— BEGIN Page extract —

The creation of structures founded on the concept of economy of materials and means enables the architect to satisfy the needs of clients at the least expense and with elegance, as evidenced by the suspended structure of the Fleetguard Factory (1979-1981), the central portal frame supporting the roof of the INMOS Factory (1982-1987), or the floating roof suspended from two steel masts dominating the glass walls of the Michael Elias house (1991, unbuilt). The Millennium Dome, through the achievements it entails, is the emblematic work of this notion of lightness.
Millennium Dome, London
The Greenwich Peninsula in London, on which the Millennium Dome is implanted, was until the 1980s the site of one of Europe’s biggest gas refineries. In the 1990s, the site became the subject of a huge project of decontamination and redevelopment, entrusted to the Rogers Partnership in 1996. At the same time, the site was chosen for the celebrations to mark the passage into the new millennium.
Millenium Dome, London, United Kingdom, 1996-1999
Sketch
© Rogers Stirk Harbour + Partners
At the time, the team proposed the construction of a dome, initially conceived as temporary then rendered permanent by a government decision at the end of 1997. Completed in 1998, the dome is a simple tent-like structure consisting of steel masts, a network of cables and a Teflon-coated envelope covering an area of 100,000 square metres with a central height of 50 m. The Millennium Dome is a fine example of technical prowess combined with economy of means, rapidity of execution and flexibility of usage. It belongs as much to the world of nomadic constructions as it does to the monument, to engineering as much as to architecture.

— END Page extract —
— BEGIN Data extract —

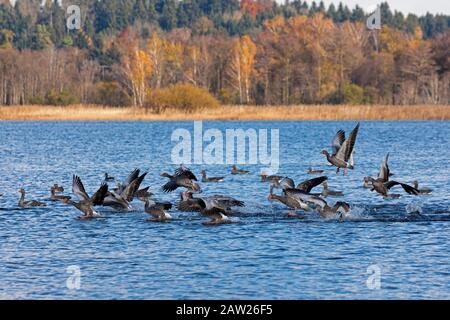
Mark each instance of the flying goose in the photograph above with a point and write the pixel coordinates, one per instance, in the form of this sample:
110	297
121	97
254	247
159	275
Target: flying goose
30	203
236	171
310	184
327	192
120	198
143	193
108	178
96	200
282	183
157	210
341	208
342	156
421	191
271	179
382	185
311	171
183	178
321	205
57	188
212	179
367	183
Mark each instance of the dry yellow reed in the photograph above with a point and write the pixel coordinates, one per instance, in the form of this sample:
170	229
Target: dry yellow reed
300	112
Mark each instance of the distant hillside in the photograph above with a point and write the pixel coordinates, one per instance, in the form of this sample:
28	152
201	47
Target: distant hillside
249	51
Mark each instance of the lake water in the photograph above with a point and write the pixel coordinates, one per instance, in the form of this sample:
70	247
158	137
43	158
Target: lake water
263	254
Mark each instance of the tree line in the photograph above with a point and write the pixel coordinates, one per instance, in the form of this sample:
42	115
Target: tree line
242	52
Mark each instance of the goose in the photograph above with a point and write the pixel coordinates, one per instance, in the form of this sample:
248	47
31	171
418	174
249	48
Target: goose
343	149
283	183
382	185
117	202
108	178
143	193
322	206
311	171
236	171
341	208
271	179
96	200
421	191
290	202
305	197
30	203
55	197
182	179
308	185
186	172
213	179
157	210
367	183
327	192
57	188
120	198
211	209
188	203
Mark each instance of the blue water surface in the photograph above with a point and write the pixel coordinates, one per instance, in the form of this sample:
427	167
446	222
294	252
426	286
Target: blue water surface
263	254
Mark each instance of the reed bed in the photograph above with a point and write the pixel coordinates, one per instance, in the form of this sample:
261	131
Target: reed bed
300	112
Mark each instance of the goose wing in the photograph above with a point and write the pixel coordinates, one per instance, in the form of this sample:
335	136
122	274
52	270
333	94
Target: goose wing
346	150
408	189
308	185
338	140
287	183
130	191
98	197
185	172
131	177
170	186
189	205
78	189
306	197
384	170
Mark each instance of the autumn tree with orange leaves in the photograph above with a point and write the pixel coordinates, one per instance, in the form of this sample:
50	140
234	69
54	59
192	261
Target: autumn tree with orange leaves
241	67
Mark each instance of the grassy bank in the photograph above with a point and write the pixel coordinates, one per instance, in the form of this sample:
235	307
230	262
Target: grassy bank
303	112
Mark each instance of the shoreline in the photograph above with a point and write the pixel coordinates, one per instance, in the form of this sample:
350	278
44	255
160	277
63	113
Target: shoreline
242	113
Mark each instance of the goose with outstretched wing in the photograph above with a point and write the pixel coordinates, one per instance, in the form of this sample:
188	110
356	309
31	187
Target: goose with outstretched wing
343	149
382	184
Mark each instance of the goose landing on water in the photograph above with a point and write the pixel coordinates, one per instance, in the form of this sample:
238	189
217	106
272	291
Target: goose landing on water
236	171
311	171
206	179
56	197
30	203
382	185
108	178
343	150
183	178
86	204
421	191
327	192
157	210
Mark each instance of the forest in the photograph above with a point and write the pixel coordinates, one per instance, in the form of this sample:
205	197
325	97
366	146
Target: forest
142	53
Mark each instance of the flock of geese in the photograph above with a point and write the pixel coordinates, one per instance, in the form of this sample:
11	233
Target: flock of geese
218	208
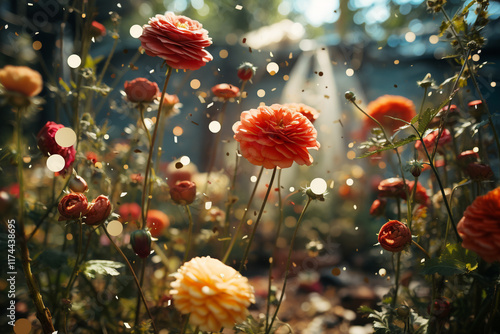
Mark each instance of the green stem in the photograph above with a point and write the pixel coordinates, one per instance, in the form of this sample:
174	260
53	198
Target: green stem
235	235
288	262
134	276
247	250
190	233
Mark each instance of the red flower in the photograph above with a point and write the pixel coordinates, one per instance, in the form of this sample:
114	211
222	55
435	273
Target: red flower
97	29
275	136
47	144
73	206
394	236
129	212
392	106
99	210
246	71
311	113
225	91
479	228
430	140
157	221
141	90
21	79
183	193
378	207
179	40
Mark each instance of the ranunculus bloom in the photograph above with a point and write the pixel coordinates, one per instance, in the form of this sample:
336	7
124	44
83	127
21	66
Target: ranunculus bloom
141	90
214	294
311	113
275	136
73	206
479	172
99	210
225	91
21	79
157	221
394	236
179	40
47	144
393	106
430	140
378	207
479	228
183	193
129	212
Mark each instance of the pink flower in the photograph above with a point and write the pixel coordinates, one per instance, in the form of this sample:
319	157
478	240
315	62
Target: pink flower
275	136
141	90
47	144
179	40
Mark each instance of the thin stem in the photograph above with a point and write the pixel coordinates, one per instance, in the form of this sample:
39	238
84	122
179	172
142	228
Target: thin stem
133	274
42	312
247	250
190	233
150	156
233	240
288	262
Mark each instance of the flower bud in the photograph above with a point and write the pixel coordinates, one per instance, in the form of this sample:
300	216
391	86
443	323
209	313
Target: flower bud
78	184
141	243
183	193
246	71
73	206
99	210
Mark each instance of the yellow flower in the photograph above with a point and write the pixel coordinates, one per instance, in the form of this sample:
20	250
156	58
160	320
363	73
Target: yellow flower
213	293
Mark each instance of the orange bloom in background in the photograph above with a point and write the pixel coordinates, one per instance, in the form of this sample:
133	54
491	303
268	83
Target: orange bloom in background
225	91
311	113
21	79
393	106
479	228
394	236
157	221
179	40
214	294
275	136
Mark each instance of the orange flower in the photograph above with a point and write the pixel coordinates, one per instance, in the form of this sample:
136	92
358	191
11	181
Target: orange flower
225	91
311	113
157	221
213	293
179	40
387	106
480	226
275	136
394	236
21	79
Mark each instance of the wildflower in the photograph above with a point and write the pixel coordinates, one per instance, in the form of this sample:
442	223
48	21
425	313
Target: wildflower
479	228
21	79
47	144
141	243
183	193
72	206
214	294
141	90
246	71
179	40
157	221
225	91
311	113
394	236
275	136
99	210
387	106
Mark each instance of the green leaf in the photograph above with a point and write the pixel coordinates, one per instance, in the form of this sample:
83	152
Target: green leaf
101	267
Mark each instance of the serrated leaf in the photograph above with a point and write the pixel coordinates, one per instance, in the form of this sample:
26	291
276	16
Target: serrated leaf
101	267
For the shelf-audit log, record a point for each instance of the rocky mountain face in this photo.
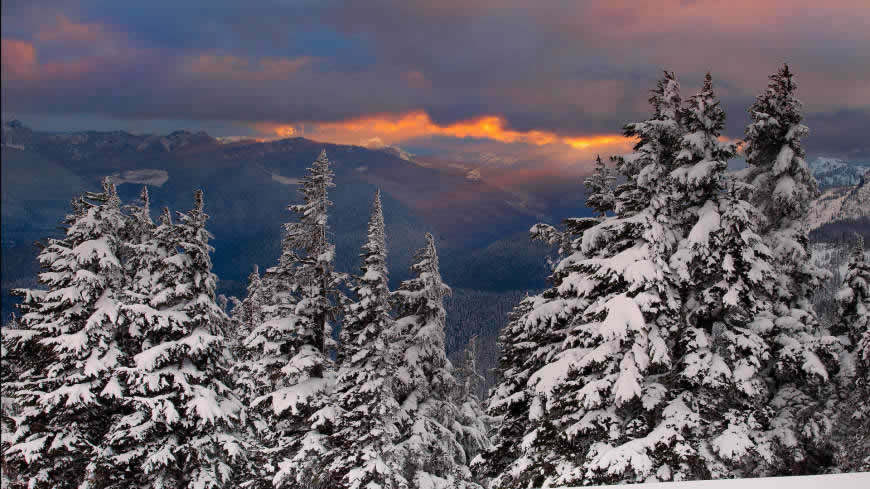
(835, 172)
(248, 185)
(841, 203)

— END Data extract —

| Work to complete |
- 1) Condense the paragraph in the Millennium Dome extract beginning "The Greenwich Peninsula in London" into a short bulleted list that keeps its main facts.
- 2) Carry on the Millennium Dome extract from its final sentence, leaving the listing aside.

| Results in order |
- 1)
- The Millennium Dome stands on the Greenwich Peninsula in London.
- Until the 1980s, the site held one of Europe's biggest gas refineries.
- In the 1990s, it became the subject of a huge decontamination and redevelopment project, entrusted to the Rogers Partnership in 1996.
- The site was also chosen for the celebrations marking the passage into the new millennium.

- 2)
Because they build the cities of tomorrow, architects are among the main protagonists concerned in the battle against global warming and in favour of sustainable development. Accordingly, the Rogers agency places ecology at the heart of its work, giving priority to renewable energies in the production and operation of its creations.
View of the exhibition
© Centre Pompidou - Photo Georges Meguerditchian
The National Assembly for Wales (1999-2005), with its natural ventilation, its biomass heating and its rainwater harvesting system, is a model of the genre. Situated in a disadvantaged neighbourhood of London, the Mossbourne Community Academy (2002-2004) (in total harmony with the policy of urban renovation maintained by Rogers in collaboration with the municipality) has also been designed, with its wooden skeleton and six ventilation towers, with a concern for environmental respect. Many other projects and creations exemplify the environmental commitment of Richard Rogers and his team. Designed in the early 1990s, the Bordeaux Law Courts can be considered their manifesto in this domain.
Bordeaux Law Courts
Built on an historic site in the city of Bordeaux, marked by the presence of vestiges of its ancient ramparts, the law courts building is a key structure in the evolution of the practice’s thinking. The building is in keeping with a philosophy that seeks the parallel between the necessary transparency of justice and that of architecture, resulting in a construction that is open and accessible. A copper roof assembles the highly fragmented structure: opposite the glazed parallelepiped administrative section and joined to it by bridges is the alignment of the seven courtrooms. Clad in wood, the courtrooms are cone-shaped structures that are raised on concrete pilotis and extend up into the roof. The space beneath the courtrooms is accessible to the public.
Bordeaux Law Courts, France, 1992-1998
Sketch
© Rogers Stirk Harbour + Partners
The complex addresses environmental concerns. The zenithal opening of the courtrooms provides natural lighting while their curved shape facilitates ventilation since they function like extractor hoods. In addition, the wooden construction calls on local resources and know-how. In fact, the company that assembled the structures used the traditional techniques for making wine vats. The conception of the building in small volumes separated from each other and elevated allows better air circulation and savings in terms of heating and lighting costs. Finally, the copper roof captures heat, which is stored in the concrete base.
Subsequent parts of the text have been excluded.